#### [Çalışılacak Görev]
Göz çevresi estetiği üzerine olan metni, son cümlesinin ardından gelecek biçimde sürdürün.

#### [Alıştırma Metni]
──────────

Göz estetiği uygulamalarında bütüncel yaklaşım: Botoks, dolgu, mezoterapi, PRP, somon DNA, Hydrafacial ve H100 aşısı…
Hızla akan yıllar ve yorucu hayat temposu, izlerini özellikle ciltte belirgin şekilde bırakabiliyor. Göz, alın ve dudak çevresinde oluşan ince çizgiler zamanla daha da derinleşerek yaşlı bir görünüme neden olabiliyor.
Canlılığını ve elastikiyetini zamanla kaybeden cilt ise yenilenmeye ihtiyaç duyuyor. Zamana yenik düşen ciltlere bütüncül bir yaklaşım sunan Dünyagöz Etiler Estetik Birimi’nden Dr. Meral Seyman ve Op. Dr. İskender Alkın Solmaz, göz ve göz çevresi estetiğinde uygulanan medikal ve cerrahi yöntemleri açıklıyor.
Hızla akan yıllar ciltte gözle görülür sonuçlara yol açabiliyor. Çevresel faktörler, güneş ışınlarına fazla maruz kalmak, sigara içmek cildin bu yaşlanma sürecini hızlandırıyor. Zamanla vücudun birçok noktasındaki dokularda sarkmalar, nem kaybı ve lekeler oluşmaya başlayabiliyor. Yüzün odak noktası olan göz ve göz çevresi ise bu süreçten en fazla hasarı alan bölge olarak dikkat çekiyor.

──────────

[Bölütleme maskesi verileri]
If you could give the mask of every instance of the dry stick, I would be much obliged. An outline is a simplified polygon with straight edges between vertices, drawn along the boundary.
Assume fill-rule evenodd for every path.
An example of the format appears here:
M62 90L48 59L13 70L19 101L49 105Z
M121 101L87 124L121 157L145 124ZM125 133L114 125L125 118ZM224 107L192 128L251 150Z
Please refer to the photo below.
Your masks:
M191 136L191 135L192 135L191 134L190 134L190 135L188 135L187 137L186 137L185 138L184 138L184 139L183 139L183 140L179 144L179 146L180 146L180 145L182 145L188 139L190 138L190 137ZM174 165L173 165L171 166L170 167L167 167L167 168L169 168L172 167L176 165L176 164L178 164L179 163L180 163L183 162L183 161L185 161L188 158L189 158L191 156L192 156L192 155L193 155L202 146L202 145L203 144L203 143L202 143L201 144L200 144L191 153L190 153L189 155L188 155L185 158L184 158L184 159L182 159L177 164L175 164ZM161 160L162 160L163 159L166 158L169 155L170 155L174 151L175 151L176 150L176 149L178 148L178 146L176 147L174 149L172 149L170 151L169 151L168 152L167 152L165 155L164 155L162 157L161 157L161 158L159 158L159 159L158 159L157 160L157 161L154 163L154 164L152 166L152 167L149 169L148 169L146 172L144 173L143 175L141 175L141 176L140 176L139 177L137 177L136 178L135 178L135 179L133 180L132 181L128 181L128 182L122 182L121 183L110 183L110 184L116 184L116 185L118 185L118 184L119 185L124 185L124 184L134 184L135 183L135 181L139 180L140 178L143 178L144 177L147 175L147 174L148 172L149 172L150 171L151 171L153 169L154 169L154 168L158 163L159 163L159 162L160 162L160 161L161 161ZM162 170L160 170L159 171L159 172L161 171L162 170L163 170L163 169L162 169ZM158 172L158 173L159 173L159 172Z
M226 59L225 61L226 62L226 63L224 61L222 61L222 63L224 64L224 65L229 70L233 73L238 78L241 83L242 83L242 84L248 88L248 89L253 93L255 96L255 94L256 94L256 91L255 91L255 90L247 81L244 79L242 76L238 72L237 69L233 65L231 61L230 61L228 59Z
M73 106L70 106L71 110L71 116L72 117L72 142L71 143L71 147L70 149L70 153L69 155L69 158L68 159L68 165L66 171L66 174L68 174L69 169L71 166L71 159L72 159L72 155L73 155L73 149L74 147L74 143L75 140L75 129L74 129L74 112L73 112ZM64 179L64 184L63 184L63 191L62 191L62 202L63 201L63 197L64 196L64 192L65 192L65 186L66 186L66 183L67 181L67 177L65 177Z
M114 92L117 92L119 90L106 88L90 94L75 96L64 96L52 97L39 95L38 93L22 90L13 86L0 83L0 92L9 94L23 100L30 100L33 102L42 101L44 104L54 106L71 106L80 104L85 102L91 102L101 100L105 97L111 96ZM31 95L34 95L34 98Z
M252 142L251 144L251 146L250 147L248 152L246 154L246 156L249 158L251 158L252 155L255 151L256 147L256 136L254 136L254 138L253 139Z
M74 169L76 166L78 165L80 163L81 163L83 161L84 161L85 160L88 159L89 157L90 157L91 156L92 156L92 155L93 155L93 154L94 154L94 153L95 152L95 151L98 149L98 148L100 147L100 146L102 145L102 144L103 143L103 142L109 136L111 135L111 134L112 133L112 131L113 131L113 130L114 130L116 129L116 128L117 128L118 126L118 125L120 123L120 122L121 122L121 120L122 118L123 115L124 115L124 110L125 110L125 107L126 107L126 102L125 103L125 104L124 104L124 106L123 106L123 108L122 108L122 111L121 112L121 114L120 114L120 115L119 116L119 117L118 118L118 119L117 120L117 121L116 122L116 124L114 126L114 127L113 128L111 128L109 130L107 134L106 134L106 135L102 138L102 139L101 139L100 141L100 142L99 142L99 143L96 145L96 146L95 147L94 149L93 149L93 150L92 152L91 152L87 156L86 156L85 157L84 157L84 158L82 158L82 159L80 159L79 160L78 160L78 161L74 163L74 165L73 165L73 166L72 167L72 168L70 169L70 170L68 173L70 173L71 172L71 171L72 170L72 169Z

──────────

#### [Alıştırma Sonucu]
Yaşlanma etkilerinin kişide oluşturduğu psikolojik travmalara çözüm ise estetikte uygulanan bütüncül yaklaşımlar oluyor. Botoks, dolgu, mezoterapi, PRP, somon DNA, Hydrafacial ve H100 aşısı gibi medikal estetik uygulamalar, kişinin sahip olduğu doğal ifade değiştirilmeden olumlu sonuçlar alınırken ilerlemiş kırışıklık, torbalanma ve sarkma gibi bozukluklara karşı uygulanan cerrahi uygulamalarla da olumlu sonuçlar alınabiliyor.
Göz estetiği ile hem sağlık hem güzellik
Göz etrafında meydana gelen fonksiyonel bozuklukların cerrahi ve medikal estetik ile çözülebilmesi konusunda kombine tedavi uygulamaların yaygınlaştığını belirten Op. Dr. İskender Alkın Solmaz şöyle konuştu:
Gözlerin zararlı dış etkenlerden korunması konusunda ciddi etkileri bulunan göz kapaklarının açılıp kapanması, içe veya dışa dönme, üst göz kapağı düşüklüğü ve kirpik bozuklukları gibi rahatsızlıklar sebebiyle fonksiyonunu kaybedebiliyor. Bu gibi durumlarda oküloplastik cerrahi yöntemleri, estetik kazanımlarının yanı sıra bu önemli işlevin de korunmasına yardımcı olmaktadır.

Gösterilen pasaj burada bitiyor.